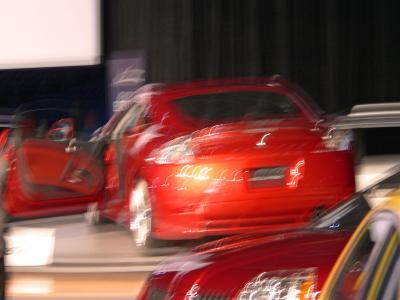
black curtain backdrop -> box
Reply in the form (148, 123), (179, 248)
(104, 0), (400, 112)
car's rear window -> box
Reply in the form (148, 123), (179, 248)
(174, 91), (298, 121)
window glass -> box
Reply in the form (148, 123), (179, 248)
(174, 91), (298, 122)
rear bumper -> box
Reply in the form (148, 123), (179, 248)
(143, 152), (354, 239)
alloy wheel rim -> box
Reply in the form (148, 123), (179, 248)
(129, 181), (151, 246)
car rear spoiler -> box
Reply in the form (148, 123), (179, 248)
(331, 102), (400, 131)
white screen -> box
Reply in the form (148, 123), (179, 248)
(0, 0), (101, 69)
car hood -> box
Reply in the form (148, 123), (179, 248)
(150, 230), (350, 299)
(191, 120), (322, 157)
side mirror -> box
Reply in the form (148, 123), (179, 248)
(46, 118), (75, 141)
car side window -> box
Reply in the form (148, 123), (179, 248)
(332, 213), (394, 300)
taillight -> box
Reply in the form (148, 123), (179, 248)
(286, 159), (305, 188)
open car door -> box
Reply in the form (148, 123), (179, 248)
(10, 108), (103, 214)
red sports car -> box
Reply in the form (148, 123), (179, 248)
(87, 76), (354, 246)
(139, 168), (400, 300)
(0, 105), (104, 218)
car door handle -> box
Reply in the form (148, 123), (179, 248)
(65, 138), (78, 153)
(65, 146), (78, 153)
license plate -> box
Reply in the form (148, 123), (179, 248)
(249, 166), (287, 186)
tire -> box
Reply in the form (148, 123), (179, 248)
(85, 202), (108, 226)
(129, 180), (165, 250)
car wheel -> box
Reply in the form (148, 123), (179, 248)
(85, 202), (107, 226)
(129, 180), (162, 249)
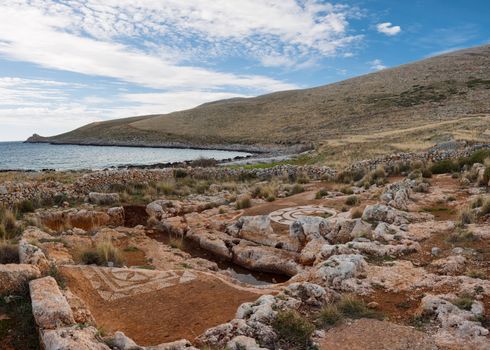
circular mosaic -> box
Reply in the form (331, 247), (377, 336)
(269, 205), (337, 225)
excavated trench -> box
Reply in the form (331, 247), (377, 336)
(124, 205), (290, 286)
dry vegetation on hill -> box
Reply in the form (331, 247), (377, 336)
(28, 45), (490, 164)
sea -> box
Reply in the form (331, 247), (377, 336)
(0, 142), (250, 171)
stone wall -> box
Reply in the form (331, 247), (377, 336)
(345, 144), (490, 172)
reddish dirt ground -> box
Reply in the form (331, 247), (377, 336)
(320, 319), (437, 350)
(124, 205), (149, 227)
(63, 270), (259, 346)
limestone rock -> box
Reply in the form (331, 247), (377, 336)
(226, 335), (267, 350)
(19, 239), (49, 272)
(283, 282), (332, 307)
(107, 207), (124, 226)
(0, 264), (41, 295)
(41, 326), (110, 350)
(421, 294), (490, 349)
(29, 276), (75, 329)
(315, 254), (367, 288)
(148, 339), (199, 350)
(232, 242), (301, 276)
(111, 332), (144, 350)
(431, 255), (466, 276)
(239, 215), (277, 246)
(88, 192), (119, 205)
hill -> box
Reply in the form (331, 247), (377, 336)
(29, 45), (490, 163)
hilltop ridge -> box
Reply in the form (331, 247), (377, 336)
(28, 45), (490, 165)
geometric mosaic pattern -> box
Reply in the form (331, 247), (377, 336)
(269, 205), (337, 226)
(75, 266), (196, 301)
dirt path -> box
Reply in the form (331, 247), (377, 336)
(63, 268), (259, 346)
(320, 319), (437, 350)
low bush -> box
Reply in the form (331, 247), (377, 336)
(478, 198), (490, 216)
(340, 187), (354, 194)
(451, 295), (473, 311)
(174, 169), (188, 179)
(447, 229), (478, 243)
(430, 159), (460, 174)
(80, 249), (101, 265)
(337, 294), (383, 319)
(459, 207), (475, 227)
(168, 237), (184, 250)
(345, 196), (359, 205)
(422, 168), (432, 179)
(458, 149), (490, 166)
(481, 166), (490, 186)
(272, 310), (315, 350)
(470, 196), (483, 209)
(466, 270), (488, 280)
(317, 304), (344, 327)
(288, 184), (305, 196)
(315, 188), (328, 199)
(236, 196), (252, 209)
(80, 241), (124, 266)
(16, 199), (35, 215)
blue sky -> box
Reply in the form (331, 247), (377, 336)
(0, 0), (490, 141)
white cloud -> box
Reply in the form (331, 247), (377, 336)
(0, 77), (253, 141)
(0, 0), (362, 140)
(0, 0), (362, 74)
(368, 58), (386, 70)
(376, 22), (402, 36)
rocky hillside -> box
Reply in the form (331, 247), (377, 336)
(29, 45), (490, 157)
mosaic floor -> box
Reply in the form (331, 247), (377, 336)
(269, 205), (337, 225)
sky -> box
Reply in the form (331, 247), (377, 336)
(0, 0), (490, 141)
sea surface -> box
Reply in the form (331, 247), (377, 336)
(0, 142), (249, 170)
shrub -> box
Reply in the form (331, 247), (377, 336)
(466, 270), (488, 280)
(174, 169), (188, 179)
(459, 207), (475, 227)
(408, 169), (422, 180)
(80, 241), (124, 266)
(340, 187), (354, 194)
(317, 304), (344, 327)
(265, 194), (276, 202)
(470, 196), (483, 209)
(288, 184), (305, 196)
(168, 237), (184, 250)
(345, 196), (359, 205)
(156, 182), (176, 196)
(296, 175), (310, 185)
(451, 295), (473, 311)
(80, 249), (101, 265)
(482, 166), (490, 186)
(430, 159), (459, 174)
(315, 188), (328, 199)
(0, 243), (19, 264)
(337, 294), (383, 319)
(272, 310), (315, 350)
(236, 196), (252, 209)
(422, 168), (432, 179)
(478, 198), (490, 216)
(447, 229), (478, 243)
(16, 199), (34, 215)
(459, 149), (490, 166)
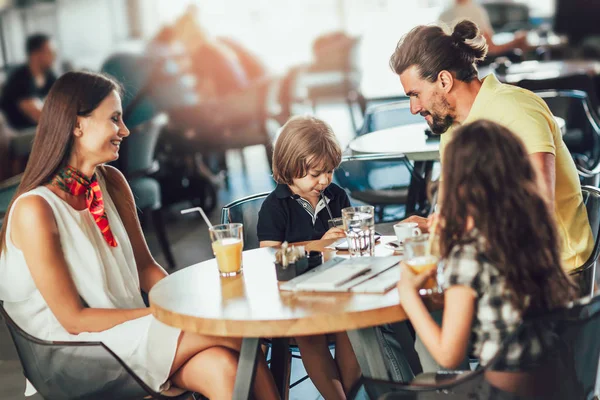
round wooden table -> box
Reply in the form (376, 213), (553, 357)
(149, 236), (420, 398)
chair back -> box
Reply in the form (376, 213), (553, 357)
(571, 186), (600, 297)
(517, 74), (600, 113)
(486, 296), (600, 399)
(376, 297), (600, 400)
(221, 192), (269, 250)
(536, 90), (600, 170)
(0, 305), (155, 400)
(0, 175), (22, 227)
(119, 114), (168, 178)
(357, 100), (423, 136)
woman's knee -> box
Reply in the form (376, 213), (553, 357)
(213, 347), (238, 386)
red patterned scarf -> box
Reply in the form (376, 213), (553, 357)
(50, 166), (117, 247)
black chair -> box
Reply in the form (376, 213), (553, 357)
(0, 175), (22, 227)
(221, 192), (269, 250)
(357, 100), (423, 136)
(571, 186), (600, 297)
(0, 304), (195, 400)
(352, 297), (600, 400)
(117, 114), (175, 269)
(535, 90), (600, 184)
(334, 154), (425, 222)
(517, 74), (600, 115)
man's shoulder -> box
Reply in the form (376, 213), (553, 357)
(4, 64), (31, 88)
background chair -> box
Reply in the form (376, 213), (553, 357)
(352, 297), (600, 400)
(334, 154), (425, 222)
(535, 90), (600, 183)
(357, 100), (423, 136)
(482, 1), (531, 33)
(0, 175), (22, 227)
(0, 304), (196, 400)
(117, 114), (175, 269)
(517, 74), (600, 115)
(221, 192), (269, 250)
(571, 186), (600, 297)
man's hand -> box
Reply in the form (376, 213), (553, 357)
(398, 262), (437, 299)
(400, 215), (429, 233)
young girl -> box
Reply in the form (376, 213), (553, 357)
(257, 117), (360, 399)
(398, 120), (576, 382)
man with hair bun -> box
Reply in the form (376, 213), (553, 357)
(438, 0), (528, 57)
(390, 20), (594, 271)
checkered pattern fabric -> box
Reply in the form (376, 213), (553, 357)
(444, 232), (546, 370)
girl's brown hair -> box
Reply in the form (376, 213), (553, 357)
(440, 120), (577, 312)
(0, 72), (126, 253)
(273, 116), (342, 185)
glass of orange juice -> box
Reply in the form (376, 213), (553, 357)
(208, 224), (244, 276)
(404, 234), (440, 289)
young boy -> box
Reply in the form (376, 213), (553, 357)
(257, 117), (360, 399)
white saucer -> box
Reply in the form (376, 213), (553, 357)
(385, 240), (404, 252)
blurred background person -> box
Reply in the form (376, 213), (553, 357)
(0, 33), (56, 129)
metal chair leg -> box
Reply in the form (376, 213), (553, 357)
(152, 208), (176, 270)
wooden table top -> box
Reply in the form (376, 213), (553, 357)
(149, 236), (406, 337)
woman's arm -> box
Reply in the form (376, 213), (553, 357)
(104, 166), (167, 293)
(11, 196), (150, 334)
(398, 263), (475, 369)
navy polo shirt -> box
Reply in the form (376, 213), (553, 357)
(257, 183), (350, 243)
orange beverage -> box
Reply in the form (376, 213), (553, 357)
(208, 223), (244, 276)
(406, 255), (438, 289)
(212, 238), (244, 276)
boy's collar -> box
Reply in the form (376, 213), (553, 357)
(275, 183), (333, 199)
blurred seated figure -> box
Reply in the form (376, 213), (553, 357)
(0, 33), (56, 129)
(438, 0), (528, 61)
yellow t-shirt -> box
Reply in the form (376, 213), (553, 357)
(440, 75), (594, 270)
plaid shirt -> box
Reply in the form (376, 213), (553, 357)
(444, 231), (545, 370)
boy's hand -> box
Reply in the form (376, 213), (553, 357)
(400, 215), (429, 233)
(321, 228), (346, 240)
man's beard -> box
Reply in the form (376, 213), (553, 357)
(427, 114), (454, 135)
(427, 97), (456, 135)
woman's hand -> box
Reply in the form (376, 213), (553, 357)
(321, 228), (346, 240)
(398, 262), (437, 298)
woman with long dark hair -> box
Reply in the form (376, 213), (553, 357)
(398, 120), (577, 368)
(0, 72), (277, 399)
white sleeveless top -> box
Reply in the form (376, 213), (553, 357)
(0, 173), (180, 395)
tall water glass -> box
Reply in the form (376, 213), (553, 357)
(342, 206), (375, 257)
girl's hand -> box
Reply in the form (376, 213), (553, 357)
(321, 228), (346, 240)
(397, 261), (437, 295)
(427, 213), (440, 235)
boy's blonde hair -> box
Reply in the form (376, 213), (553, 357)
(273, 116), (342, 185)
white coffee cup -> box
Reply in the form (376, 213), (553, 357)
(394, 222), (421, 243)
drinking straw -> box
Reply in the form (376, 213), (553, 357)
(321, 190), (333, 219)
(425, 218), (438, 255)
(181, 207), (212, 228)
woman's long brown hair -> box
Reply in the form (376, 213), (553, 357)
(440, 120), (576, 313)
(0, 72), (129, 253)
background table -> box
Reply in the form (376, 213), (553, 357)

• EXERCISE DETAILS: Copy the lines word for word, from the line with "man's shoulder -> box" to the line with "(390, 20), (594, 271)", including both.

• EXERCISE RESPONSE:
man's shoulder -> box
Reply in the form (376, 213), (553, 357)
(4, 64), (31, 88)
background chair -> box
Reply in the form (376, 213), (553, 357)
(352, 297), (600, 400)
(334, 154), (425, 222)
(535, 90), (600, 183)
(357, 100), (423, 136)
(482, 1), (531, 33)
(0, 175), (22, 227)
(0, 304), (196, 400)
(117, 114), (175, 269)
(517, 74), (600, 115)
(221, 192), (269, 250)
(571, 186), (600, 297)
man's hand -> box
Reply in the form (376, 213), (553, 357)
(398, 262), (437, 299)
(400, 215), (429, 233)
young girl -> box
Reply in the form (376, 213), (553, 357)
(257, 117), (360, 399)
(398, 120), (576, 382)
man with hair bun -> box
Reply in the form (376, 213), (553, 357)
(438, 0), (528, 57)
(390, 20), (594, 271)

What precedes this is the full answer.